Job: Rewrite the whole listing below with "agriculture scouting record" replaced by "crop inspection log" and everything else unchanged. Leave the pictures out.

╔══

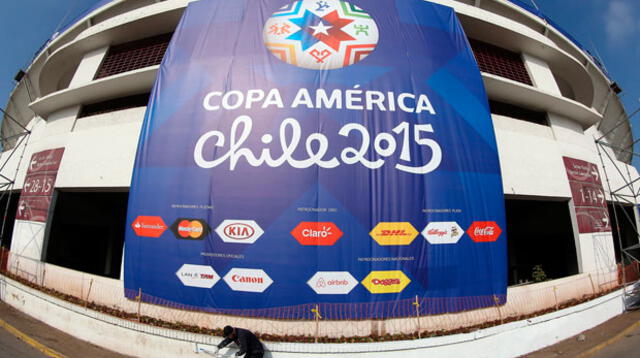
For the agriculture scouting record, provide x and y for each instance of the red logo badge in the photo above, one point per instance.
(149, 226)
(484, 231)
(316, 234)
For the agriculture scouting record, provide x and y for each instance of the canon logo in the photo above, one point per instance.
(394, 233)
(386, 281)
(239, 231)
(246, 279)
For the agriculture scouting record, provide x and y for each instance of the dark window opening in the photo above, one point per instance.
(500, 62)
(628, 234)
(134, 55)
(8, 221)
(87, 232)
(509, 110)
(539, 233)
(140, 100)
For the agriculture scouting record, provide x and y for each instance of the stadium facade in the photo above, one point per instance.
(71, 129)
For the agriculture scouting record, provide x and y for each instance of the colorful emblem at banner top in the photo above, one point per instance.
(320, 34)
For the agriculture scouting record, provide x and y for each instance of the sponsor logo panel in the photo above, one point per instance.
(394, 233)
(248, 280)
(316, 233)
(332, 282)
(484, 231)
(190, 229)
(386, 281)
(149, 226)
(444, 232)
(201, 276)
(239, 231)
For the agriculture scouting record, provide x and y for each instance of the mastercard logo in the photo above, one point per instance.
(190, 229)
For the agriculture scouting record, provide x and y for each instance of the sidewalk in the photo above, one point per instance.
(590, 343)
(50, 337)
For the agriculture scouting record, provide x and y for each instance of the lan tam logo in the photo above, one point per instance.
(320, 34)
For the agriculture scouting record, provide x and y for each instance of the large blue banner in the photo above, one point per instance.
(329, 153)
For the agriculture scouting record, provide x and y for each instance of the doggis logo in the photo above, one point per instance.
(317, 233)
(190, 229)
(394, 233)
(148, 226)
(239, 231)
(484, 231)
(386, 281)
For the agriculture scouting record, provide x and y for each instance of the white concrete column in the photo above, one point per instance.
(88, 67)
(541, 75)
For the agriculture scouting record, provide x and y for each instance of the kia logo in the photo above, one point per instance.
(239, 231)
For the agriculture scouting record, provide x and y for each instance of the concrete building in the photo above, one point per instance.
(87, 89)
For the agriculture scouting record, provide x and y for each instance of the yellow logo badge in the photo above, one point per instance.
(386, 281)
(387, 234)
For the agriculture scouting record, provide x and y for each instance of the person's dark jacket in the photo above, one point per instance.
(246, 340)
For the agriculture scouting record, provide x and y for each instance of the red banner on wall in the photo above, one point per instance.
(37, 190)
(588, 196)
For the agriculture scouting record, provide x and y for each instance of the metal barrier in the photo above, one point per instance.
(304, 323)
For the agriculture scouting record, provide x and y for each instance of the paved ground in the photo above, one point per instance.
(56, 340)
(618, 337)
(611, 339)
(10, 346)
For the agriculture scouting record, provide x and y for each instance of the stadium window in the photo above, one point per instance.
(539, 233)
(500, 62)
(134, 55)
(87, 232)
(113, 105)
(509, 110)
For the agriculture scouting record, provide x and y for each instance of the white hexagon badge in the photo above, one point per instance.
(248, 280)
(197, 276)
(445, 232)
(332, 282)
(239, 231)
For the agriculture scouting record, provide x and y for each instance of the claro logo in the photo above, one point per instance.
(394, 233)
(386, 281)
(239, 231)
(248, 280)
(332, 282)
(444, 232)
(316, 233)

╚══

Answer in full:
For the crop inspection log, provide x and y for each instance of the red logo badge in the photo above, one point per instance.
(149, 226)
(484, 231)
(316, 234)
For the crop inspection log, provide x and y for each instance of the canon logo in the photo above, one point per instance.
(394, 233)
(386, 281)
(239, 231)
(246, 279)
For the crop inspection log, provide x and y for each instance of the dark window opening in the photo above, one point per instance.
(500, 62)
(628, 234)
(134, 55)
(8, 221)
(87, 232)
(509, 110)
(539, 233)
(140, 100)
For the crop inspection log, provide x and y for each instance of the stadium facade in the photo above, one point per instance.
(71, 129)
For the crop inspection log, provide x and y for each instance of the colorful emblem at banner top in the photo above, one point per instance.
(320, 34)
For the crop inspection log, provide x and y for each instance of the sponsor logo panel in the photo above, one point per instance.
(394, 233)
(248, 280)
(316, 233)
(332, 282)
(484, 231)
(190, 229)
(386, 281)
(149, 226)
(444, 232)
(201, 276)
(239, 231)
For the crop inspection log, provide x and y for each instance of the mastercard logo in the photo above, one point per instance.
(190, 229)
For the crop inspection log, provide x and y for each instance of the sidewalk in the photo above, one point per instance.
(590, 343)
(50, 337)
For the crop inspection log, provide x and y for each instance of the lan tam logo in the photo above, one point per instance.
(320, 34)
For the crop inspection log, provide x and y for each instance of the large blue banner in the photo above, one point per instance.
(329, 153)
For the crop inspection log, provide x and y for each instance of the doggis logo in the photo above, one point per instance.
(317, 233)
(190, 229)
(394, 233)
(148, 226)
(239, 231)
(484, 231)
(386, 281)
For the crop inspection log, provide x and y for each instance of the white concrete column in the photo above, one point per instance.
(88, 67)
(541, 75)
For the crop inspection log, provide x and y for each instance of the kia logo in the photo above, one point per instance.
(239, 231)
For the crop inspection log, provide x and y for each instance of the concrete building in the photo above, one point per instance.
(87, 89)
For the crop inspection log, provide x and y for each instance of the yellow logo badge in the photo above, one point per instance.
(386, 281)
(387, 234)
For the crop inspection log, provide x and y for each instance of the person's dark jacket in the photo above, one point per instance.
(246, 340)
For the crop inspection log, provide x and y for each instance of the red banner on wall in the photo above, one point per instance.
(37, 190)
(588, 196)
For the crop inspection log, provide x and y for each instance of the metal barrier in the photo above, one point per instance.
(304, 323)
For the crop inspection log, provide x and y for each instance of the paved ground in the photo above, one point per instance.
(56, 340)
(618, 337)
(611, 339)
(10, 346)
For the crop inspection log, provide x and y for each instance of the stadium window in the photo above, one point per instance.
(539, 233)
(500, 62)
(134, 55)
(87, 232)
(113, 105)
(509, 110)
For the crop inspection log, provide x and y for each instance of the white hexagon badge in the photo above, one point per instance.
(248, 280)
(197, 276)
(445, 232)
(332, 282)
(239, 231)
For the crop inspection log, provide x and y for each instance of the claro logo in the photo above, one point per instance.
(394, 233)
(386, 281)
(239, 231)
(248, 280)
(332, 282)
(444, 232)
(316, 233)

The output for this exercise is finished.